* SHORT PROBLEM
Pick out every line in the items below that contains the string "orange" and copy each such line. Case counts.
────────
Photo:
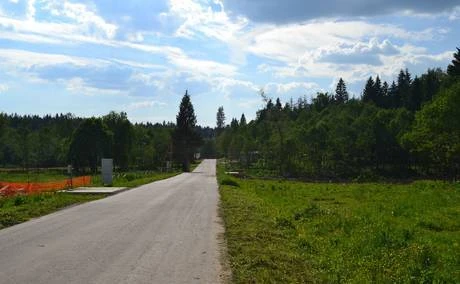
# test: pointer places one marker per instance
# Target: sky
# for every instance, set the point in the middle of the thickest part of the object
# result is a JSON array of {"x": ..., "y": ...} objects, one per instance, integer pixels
[{"x": 90, "y": 57}]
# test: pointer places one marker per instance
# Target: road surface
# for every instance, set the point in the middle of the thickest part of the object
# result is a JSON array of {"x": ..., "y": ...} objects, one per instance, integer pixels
[{"x": 163, "y": 232}]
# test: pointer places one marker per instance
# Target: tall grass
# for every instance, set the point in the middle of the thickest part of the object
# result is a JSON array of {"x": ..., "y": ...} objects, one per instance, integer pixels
[{"x": 291, "y": 232}]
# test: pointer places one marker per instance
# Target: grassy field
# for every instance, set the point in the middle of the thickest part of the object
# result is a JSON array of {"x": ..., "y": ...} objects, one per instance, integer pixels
[
  {"x": 133, "y": 179},
  {"x": 20, "y": 208},
  {"x": 32, "y": 176},
  {"x": 292, "y": 232}
]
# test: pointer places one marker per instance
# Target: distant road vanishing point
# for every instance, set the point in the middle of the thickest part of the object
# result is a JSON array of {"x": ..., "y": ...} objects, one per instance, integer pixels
[{"x": 163, "y": 232}]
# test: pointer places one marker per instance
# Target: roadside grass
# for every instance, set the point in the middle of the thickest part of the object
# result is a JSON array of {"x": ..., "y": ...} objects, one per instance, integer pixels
[
  {"x": 20, "y": 208},
  {"x": 293, "y": 232},
  {"x": 133, "y": 179},
  {"x": 32, "y": 176}
]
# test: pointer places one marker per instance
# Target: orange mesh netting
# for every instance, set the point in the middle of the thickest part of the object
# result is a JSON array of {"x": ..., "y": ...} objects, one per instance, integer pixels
[{"x": 11, "y": 188}]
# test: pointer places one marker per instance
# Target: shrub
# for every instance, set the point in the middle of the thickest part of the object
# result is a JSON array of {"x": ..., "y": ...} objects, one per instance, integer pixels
[{"x": 230, "y": 182}]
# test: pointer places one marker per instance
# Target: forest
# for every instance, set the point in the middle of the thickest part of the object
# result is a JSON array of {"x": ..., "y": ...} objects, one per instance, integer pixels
[
  {"x": 407, "y": 129},
  {"x": 31, "y": 141}
]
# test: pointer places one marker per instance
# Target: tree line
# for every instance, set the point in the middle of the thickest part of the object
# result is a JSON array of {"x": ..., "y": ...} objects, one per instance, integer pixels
[
  {"x": 31, "y": 141},
  {"x": 408, "y": 128}
]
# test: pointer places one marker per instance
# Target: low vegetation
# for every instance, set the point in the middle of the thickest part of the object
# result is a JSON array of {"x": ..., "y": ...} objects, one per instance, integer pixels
[
  {"x": 133, "y": 179},
  {"x": 32, "y": 176},
  {"x": 293, "y": 232},
  {"x": 20, "y": 208}
]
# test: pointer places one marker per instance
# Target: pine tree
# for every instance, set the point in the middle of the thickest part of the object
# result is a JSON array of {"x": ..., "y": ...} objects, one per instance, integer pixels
[
  {"x": 385, "y": 98},
  {"x": 393, "y": 96},
  {"x": 378, "y": 91},
  {"x": 220, "y": 119},
  {"x": 404, "y": 81},
  {"x": 341, "y": 94},
  {"x": 185, "y": 137},
  {"x": 234, "y": 124},
  {"x": 454, "y": 68},
  {"x": 278, "y": 104},
  {"x": 243, "y": 120},
  {"x": 369, "y": 94},
  {"x": 415, "y": 95}
]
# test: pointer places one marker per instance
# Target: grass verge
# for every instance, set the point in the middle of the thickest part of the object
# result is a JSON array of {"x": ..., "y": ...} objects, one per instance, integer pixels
[
  {"x": 20, "y": 208},
  {"x": 292, "y": 232},
  {"x": 133, "y": 179}
]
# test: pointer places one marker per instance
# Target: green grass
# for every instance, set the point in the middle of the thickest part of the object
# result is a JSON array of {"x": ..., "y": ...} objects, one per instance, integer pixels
[
  {"x": 20, "y": 208},
  {"x": 133, "y": 179},
  {"x": 33, "y": 176},
  {"x": 292, "y": 232}
]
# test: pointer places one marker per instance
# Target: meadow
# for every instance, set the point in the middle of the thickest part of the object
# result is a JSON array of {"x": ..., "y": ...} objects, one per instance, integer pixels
[
  {"x": 293, "y": 232},
  {"x": 21, "y": 208}
]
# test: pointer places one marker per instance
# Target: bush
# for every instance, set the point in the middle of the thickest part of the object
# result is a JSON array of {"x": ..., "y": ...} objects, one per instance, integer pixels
[{"x": 229, "y": 182}]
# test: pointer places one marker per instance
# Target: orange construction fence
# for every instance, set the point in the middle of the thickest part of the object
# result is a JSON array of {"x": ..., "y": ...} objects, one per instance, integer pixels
[{"x": 11, "y": 188}]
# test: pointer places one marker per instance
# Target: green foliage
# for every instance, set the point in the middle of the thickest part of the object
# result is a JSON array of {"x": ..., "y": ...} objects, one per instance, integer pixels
[
  {"x": 90, "y": 143},
  {"x": 334, "y": 138},
  {"x": 291, "y": 232},
  {"x": 436, "y": 131},
  {"x": 122, "y": 131},
  {"x": 18, "y": 209},
  {"x": 134, "y": 178},
  {"x": 230, "y": 182},
  {"x": 185, "y": 137},
  {"x": 454, "y": 68},
  {"x": 42, "y": 142}
]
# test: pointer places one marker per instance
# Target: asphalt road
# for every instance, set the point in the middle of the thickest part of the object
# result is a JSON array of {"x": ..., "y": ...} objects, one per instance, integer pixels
[{"x": 163, "y": 232}]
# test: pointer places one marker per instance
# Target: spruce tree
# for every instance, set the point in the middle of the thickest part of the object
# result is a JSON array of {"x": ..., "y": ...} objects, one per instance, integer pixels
[
  {"x": 369, "y": 91},
  {"x": 341, "y": 94},
  {"x": 220, "y": 119},
  {"x": 378, "y": 91},
  {"x": 243, "y": 120},
  {"x": 185, "y": 137},
  {"x": 454, "y": 68}
]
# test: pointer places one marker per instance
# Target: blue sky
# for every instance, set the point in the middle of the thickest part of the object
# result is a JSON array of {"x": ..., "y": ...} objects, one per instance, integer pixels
[{"x": 89, "y": 57}]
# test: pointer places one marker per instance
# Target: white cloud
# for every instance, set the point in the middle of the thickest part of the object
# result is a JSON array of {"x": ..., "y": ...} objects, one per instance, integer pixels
[
  {"x": 30, "y": 10},
  {"x": 82, "y": 16},
  {"x": 145, "y": 104},
  {"x": 15, "y": 58},
  {"x": 3, "y": 88},
  {"x": 283, "y": 88},
  {"x": 199, "y": 18},
  {"x": 78, "y": 85}
]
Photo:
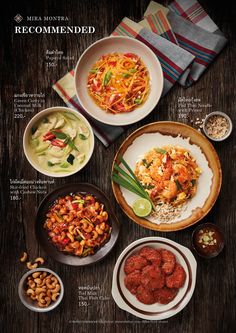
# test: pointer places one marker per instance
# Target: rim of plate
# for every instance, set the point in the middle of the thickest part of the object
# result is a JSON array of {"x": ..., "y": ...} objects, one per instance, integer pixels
[
  {"x": 34, "y": 307},
  {"x": 183, "y": 223},
  {"x": 121, "y": 123},
  {"x": 122, "y": 301},
  {"x": 51, "y": 250}
]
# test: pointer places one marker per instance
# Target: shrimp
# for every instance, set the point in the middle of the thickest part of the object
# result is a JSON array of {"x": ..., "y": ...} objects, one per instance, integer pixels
[
  {"x": 181, "y": 172},
  {"x": 170, "y": 190}
]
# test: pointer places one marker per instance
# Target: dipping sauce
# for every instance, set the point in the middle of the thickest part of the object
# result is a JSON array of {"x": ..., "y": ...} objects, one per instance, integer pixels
[{"x": 208, "y": 240}]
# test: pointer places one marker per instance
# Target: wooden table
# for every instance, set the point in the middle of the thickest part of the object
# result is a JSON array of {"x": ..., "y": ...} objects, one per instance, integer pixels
[{"x": 212, "y": 307}]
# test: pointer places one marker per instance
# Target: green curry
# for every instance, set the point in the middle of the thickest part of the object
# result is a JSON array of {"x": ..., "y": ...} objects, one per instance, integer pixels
[{"x": 60, "y": 142}]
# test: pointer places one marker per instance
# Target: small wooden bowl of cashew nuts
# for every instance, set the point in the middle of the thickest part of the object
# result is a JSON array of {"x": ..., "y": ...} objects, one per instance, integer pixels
[{"x": 41, "y": 290}]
────────
* COMPLETED TASK
# Target: orange mesh netting
# Target: orange construction fence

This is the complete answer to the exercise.